Data extracted from a collection
+ + + +

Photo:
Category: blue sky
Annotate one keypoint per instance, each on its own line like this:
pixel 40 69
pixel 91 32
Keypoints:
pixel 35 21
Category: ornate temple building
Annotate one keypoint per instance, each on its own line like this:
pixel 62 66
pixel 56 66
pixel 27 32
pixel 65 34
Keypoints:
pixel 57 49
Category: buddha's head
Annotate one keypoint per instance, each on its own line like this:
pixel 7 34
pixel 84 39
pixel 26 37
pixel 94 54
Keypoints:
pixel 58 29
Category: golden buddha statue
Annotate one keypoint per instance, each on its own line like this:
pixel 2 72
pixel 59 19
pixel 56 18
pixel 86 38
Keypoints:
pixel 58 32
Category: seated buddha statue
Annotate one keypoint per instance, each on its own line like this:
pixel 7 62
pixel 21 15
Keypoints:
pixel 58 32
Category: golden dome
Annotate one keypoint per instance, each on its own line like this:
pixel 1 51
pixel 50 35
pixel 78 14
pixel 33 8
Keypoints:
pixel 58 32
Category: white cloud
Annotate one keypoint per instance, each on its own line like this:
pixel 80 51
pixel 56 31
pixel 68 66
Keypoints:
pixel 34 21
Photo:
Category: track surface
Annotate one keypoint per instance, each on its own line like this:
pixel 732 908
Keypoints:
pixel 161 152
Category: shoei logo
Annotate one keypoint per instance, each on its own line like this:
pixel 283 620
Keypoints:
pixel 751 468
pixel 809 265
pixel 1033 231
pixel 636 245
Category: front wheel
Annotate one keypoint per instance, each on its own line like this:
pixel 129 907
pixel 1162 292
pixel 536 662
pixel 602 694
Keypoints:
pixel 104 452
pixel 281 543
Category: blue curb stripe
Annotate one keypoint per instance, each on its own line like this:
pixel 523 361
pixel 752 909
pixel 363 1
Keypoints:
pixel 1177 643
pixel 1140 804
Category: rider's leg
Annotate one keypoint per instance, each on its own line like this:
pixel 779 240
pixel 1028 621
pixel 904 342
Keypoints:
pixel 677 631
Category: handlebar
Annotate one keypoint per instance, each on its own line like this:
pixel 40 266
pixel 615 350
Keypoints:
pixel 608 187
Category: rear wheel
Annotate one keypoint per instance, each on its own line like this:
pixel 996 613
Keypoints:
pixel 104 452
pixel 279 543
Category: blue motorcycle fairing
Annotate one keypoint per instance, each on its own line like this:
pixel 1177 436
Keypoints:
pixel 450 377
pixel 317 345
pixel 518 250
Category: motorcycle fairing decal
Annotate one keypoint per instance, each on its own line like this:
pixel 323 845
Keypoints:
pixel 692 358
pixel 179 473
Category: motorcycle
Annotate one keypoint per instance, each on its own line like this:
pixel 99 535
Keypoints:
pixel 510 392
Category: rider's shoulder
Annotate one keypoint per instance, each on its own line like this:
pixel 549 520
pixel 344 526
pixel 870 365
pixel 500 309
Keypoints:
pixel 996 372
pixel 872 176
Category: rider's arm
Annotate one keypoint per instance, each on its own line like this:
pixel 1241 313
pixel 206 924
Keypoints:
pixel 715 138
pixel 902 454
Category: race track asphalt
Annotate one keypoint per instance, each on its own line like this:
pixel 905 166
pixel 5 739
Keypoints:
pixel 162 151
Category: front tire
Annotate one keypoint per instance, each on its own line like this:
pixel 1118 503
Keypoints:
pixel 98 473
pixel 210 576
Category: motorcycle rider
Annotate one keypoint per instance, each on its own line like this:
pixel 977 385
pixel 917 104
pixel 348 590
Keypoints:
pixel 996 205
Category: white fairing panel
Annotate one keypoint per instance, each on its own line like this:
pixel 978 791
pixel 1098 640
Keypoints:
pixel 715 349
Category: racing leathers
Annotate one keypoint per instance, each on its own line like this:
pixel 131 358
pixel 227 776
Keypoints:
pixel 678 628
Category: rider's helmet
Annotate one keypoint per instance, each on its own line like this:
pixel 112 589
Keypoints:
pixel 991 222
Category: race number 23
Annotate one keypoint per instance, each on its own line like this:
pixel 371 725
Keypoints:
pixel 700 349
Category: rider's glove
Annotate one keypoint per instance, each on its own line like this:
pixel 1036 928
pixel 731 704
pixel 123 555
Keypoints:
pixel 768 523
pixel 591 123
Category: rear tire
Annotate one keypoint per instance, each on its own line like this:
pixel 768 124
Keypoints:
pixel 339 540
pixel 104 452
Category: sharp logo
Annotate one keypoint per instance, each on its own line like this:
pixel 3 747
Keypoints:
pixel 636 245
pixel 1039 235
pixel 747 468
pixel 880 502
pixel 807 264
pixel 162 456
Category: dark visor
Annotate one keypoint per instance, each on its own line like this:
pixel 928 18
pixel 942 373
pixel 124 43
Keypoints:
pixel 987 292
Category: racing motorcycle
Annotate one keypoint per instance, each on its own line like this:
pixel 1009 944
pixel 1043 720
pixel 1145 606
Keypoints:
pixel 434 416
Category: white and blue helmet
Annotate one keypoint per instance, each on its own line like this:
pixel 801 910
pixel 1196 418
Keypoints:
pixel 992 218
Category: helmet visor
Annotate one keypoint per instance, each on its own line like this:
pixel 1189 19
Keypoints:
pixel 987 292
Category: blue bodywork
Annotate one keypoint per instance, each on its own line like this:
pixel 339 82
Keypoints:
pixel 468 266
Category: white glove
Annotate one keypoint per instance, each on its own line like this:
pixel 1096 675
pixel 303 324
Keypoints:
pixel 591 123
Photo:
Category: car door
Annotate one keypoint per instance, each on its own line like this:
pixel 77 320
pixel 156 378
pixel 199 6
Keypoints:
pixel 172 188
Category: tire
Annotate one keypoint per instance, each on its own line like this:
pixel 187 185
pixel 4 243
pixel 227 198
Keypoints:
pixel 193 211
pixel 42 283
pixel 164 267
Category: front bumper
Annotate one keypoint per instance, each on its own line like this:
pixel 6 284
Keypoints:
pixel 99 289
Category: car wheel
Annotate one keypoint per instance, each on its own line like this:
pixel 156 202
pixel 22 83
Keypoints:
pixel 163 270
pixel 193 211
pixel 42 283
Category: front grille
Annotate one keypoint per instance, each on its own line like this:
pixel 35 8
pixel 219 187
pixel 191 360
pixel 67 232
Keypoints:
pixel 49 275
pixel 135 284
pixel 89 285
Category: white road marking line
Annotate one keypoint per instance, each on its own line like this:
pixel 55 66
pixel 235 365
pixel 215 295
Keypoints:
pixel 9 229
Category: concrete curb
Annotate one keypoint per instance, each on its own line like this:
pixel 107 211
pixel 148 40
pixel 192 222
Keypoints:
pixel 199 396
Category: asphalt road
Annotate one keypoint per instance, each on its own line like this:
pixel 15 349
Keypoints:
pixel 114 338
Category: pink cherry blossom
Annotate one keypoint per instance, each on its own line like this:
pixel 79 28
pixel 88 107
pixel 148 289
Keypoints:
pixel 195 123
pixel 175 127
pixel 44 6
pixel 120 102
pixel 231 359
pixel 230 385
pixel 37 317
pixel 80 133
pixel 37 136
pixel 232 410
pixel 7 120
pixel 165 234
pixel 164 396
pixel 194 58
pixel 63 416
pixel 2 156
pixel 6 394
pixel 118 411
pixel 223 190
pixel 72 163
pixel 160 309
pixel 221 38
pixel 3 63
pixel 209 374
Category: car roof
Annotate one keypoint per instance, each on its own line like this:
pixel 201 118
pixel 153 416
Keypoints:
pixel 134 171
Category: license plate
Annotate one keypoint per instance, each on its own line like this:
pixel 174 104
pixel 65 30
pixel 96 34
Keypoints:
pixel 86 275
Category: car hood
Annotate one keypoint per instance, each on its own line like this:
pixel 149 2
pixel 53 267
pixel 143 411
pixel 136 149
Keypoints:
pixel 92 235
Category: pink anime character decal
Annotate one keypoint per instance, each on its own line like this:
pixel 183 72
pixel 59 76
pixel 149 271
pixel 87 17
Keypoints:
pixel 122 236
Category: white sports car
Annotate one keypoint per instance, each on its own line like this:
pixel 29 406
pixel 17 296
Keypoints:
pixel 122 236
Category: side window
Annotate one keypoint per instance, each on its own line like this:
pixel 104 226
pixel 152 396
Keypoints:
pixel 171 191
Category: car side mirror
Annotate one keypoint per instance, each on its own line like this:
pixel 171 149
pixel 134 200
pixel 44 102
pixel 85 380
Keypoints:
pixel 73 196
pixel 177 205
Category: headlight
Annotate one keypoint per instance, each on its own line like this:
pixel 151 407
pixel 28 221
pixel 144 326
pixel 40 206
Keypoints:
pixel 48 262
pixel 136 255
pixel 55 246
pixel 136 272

+ + + +

-- Instruction --
Would you quote, exactly and only, the lines from the one containing "Category: pink cherry blossom" to the end of the entries?

-- Worked answer --
Category: pink cherry blossom
Annotate one keypoint per instance, each on its own line like this:
pixel 79 28
pixel 88 107
pixel 148 289
Keypoints:
pixel 195 123
pixel 175 127
pixel 44 6
pixel 120 102
pixel 231 359
pixel 230 385
pixel 37 317
pixel 80 133
pixel 37 136
pixel 232 410
pixel 7 120
pixel 165 234
pixel 164 396
pixel 194 58
pixel 63 416
pixel 2 156
pixel 6 394
pixel 118 411
pixel 223 190
pixel 72 163
pixel 160 309
pixel 221 38
pixel 3 63
pixel 209 374
Category: car roof
Annotate one keypoint per instance, each on its own line like this:
pixel 201 118
pixel 153 416
Keypoints:
pixel 134 171
Category: license plate
Annotate one keypoint per instance, each on its own line like this:
pixel 174 104
pixel 65 30
pixel 96 34
Keypoints:
pixel 86 275
Category: car hood
Annotate one keypoint per instance, each on its own line like this:
pixel 149 2
pixel 53 267
pixel 143 411
pixel 136 149
Keypoints:
pixel 92 235
Category: pink anime character decal
Annotate one keypoint per instance, each on its own line like this:
pixel 183 72
pixel 59 76
pixel 149 271
pixel 87 17
Keypoints:
pixel 122 236
Category: white sports car
Annotate one keypoint per instance, each on its own line like this:
pixel 29 406
pixel 17 296
Keypoints:
pixel 122 236
Category: side window
Annotate one keypoint per instance, each on its own line like this:
pixel 104 226
pixel 152 396
Keypoints:
pixel 171 191
Category: car side mirror
Annotate one keypoint per instance, each on its own line like this:
pixel 171 149
pixel 134 200
pixel 44 102
pixel 85 380
Keypoints:
pixel 73 196
pixel 177 205
Category: headlight
Annotate one keypoint per instance, each on its own line like this:
pixel 151 407
pixel 28 221
pixel 144 326
pixel 40 206
Keypoints:
pixel 48 262
pixel 136 255
pixel 55 246
pixel 136 272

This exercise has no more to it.